PROBLEM DETAILS ▸ Repeat, exactly as written, the lines of the records below from the first through the line with "Task: mark one dot on every instance of the palace", but none past it.

RECORDS FOR THIS TASK ▸

···

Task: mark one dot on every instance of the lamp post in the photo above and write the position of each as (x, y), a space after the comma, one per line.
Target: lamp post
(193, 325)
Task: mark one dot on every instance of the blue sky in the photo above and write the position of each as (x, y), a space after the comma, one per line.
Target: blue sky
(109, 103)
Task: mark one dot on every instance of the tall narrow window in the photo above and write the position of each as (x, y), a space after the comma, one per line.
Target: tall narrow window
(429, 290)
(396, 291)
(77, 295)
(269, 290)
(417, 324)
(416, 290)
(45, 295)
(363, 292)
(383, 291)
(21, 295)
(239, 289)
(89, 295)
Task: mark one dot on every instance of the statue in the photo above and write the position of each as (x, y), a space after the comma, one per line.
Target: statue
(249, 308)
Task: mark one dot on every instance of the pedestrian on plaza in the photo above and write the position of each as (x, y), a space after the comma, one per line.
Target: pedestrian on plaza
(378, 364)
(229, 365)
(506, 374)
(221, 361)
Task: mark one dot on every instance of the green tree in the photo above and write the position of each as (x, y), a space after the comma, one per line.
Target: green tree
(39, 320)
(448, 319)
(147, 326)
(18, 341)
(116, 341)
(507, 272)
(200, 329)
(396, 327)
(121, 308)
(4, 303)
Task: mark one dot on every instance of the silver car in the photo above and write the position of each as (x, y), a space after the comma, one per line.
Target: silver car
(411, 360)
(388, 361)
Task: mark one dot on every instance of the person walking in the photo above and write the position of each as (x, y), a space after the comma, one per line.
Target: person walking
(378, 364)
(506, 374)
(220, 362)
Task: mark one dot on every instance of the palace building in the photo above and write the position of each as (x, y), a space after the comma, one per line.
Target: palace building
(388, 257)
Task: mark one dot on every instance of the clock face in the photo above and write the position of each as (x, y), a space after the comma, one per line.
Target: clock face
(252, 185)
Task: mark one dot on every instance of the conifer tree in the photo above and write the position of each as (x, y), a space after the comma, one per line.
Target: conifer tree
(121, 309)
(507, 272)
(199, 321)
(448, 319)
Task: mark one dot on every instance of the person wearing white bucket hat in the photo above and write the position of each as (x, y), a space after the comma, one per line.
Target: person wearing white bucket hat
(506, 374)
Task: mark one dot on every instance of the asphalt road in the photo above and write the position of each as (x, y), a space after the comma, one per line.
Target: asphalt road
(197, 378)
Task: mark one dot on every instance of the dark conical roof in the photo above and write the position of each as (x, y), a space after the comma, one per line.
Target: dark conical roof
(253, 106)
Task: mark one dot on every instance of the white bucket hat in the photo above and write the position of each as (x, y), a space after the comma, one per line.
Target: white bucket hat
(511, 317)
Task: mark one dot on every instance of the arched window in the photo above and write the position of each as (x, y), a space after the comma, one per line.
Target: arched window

···

RESULT ▸
Task: mark one dot on every instance of the lamp post in the photo above and write the position of each as (x, y), a space after the comma, one per line.
Target: lamp post
(193, 325)
Task: mark one dot on every instance of the blue sky in the photo above and write the position of each as (x, y), a space after the comma, one per line.
Target: blue sky
(109, 103)
Task: mark one dot on every instance of the tall narrow window in the photo above and write the position of each as (x, y), a space after the comma, one per line.
Target: tall narrow window
(429, 290)
(396, 291)
(77, 295)
(269, 290)
(417, 324)
(416, 290)
(45, 295)
(363, 292)
(383, 291)
(21, 295)
(239, 289)
(89, 295)
Task: mark one dot on every instance of the statue in the photo above and write the position of each as (x, y), a space after the comma, one per line.
Target: statue
(249, 308)
Task: mark one dot on every instance of the pedestrian on plaza in the photo above and write the position of each as (x, y), a space after the comma, one per line.
Target: pedestrian on plaza
(378, 364)
(229, 365)
(506, 374)
(221, 361)
Task: mark one dot on every instance of the green tree in the photo above and write the position of each as (x, y), a space after the comma, one per line.
Target: green tree
(39, 320)
(448, 319)
(147, 326)
(18, 341)
(116, 341)
(507, 272)
(200, 329)
(396, 327)
(121, 308)
(4, 303)
Task: mark one dot on every instance of the silver car in the photo above and write the position of each as (x, y), a space after the comma, one per line.
Target: silver car
(411, 360)
(388, 361)
Task: mark one dot on every instance of the person walking in the photo above and write the position of each as (x, y), a space after the comma, one per line.
Target: person walking
(378, 364)
(506, 374)
(220, 362)
Task: mark one dot on every instance of the palace building in the photo above and write the position of each as (x, y), a space after the comma, one per line.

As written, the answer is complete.